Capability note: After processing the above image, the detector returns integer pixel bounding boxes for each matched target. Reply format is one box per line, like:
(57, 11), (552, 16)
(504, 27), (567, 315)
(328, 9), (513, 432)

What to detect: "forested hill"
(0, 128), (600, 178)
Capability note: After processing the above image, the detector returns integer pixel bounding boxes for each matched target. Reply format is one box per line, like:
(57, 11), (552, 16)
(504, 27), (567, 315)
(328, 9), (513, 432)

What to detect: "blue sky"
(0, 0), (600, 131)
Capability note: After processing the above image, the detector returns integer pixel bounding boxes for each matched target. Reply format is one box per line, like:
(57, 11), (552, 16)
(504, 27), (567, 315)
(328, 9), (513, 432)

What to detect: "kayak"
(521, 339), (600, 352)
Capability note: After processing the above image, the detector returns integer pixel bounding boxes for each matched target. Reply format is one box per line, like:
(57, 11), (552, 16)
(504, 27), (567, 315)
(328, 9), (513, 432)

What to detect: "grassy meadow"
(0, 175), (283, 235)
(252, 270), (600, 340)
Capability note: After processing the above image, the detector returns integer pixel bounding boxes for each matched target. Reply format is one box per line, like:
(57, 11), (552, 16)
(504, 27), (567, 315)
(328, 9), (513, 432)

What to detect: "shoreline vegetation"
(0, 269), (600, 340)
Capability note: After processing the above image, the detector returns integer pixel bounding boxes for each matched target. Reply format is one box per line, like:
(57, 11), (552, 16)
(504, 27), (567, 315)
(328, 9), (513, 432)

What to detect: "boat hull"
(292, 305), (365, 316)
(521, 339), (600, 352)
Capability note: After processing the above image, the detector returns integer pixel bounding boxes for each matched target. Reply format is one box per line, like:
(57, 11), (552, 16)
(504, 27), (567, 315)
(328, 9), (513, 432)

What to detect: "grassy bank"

- _Set problem_
Write out every line of the items above verbatim, from the first through the last, without altering anything.

- _Solution to this task_
Capability note: After processing the above image, the detector returns integer pixel bounding boxes for each matched target. Reply format is one box per line, like:
(57, 11), (552, 16)
(504, 27), (567, 315)
(328, 9), (513, 432)

What to detect: "forested hill"
(0, 128), (600, 178)
Capability note: After processing the above image, the detector returns integer pixel bounding boxes for each matched target. Reply format is one box per line, like:
(57, 11), (552, 16)
(504, 27), (567, 315)
(328, 9), (513, 432)

What to detect: "blue sky"
(0, 0), (600, 131)
Capability note: After processing the above image, the detector returns integer pixel bounding boxes for each matched target. Reply format is one box per line, like:
(57, 11), (552, 16)
(504, 27), (567, 315)
(328, 9), (513, 432)

What to detect: "kayak"
(521, 339), (600, 352)
Capability note: After processing the above image, the detector returns integer pixel bounding boxes for each matched target. Reply format is one box per line, like:
(57, 11), (552, 16)
(504, 27), (567, 315)
(328, 9), (513, 432)

What to detect: "grassy meadow"
(0, 175), (283, 235)
(252, 270), (600, 340)
Capability note: After processing the above image, the detector returns integer pixel bounding boxes for each matched target. Reply format is one box per line, like:
(57, 11), (552, 16)
(504, 27), (567, 315)
(328, 9), (513, 432)

What to detect: "shoreline vegetation"
(0, 269), (600, 340)
Capability note: After processing the above image, the detector returns integer pixel bounding boxes for each matched target. Reply format is one box per line, like:
(57, 11), (552, 16)
(504, 27), (567, 315)
(328, 9), (513, 432)

What to detect: "boat hull"
(292, 305), (365, 316)
(521, 339), (600, 352)
Capability note: After processing the above image, the detector returns integer pixel bounding boxes for each matched target. Reply format is one box per line, like:
(57, 11), (552, 16)
(504, 27), (567, 315)
(328, 9), (513, 432)

What to detect: "grassy bank"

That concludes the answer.